┌──

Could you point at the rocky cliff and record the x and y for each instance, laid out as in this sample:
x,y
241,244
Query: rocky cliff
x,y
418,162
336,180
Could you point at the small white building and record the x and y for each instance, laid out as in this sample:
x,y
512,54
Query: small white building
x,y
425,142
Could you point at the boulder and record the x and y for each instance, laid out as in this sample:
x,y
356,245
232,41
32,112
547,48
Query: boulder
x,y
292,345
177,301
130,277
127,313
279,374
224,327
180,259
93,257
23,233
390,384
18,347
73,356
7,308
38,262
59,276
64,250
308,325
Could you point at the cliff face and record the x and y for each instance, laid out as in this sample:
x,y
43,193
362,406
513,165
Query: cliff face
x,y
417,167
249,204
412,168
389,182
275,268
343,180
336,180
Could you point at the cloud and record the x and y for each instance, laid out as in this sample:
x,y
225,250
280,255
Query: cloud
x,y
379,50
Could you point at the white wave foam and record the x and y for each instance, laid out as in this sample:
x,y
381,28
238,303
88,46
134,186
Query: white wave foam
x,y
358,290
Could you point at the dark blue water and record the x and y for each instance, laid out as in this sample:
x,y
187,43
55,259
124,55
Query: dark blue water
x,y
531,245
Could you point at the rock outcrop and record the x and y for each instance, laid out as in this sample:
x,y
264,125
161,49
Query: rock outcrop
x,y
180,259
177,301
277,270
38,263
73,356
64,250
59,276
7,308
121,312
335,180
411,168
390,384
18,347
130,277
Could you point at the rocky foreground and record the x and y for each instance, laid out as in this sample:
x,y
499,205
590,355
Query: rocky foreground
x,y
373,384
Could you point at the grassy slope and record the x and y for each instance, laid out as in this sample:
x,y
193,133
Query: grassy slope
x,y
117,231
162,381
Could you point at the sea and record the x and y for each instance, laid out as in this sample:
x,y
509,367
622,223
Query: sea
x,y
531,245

└──

What to work on =>
Transcribe every line of the records exactly, please.

Solved exercise =>
Could you point at the rocky cliff and record the x and y for each instance, laid out as in this sample:
x,y
241,244
Query: rocky cliff
x,y
418,162
336,180
Could you point at the small white building and record the x and y for each instance, laid out as in this sample:
x,y
512,54
Query: small white building
x,y
425,142
Could you point at the boulder and record the x and y for each instance, laid out as in this sample:
x,y
356,245
232,41
32,112
547,48
Query: boulder
x,y
292,345
177,301
130,277
127,313
279,374
224,327
180,259
93,257
23,233
390,384
18,347
73,356
7,308
38,262
59,276
64,250
308,325
Could you point at the cliff face and record the x and y for each instance, laid out as in this sample:
x,y
43,193
362,406
513,165
Query: cliff face
x,y
417,167
249,204
412,168
389,182
275,268
343,180
336,180
Could you point at the cloud and record the x and y for each instance, laid out as in this sample:
x,y
225,250
280,255
Query: cloud
x,y
379,50
Could you point at the white wave foam and record the x and y for each instance, laid out as in this sample:
x,y
381,28
238,303
88,46
134,186
Query: white wave foam
x,y
358,290
Could you point at the dark blue water and record the x and y for each instance, laid out as in this sample:
x,y
187,43
55,259
124,55
Query: dark blue water
x,y
531,245
Could you point at the rock outcrop and record the x and y for each instance, laid out as in this sample:
x,y
264,125
161,49
Query: rock outcrop
x,y
180,259
177,301
277,270
38,263
73,356
64,250
59,276
7,308
121,312
335,180
411,168
390,384
18,347
130,277
Could you point at the rocky foreground and record the x and y for each instance, laid out as in this sample:
x,y
499,205
590,355
Query: rocky foreground
x,y
373,384
Could you point at the grassy slope and record the x and y for each instance, laid out as in this sample:
x,y
193,133
Query: grassy slope
x,y
117,231
162,381
Could you point at the sea and record the x and y for each instance, laid out as in this sample:
x,y
509,367
622,223
Query: sea
x,y
531,245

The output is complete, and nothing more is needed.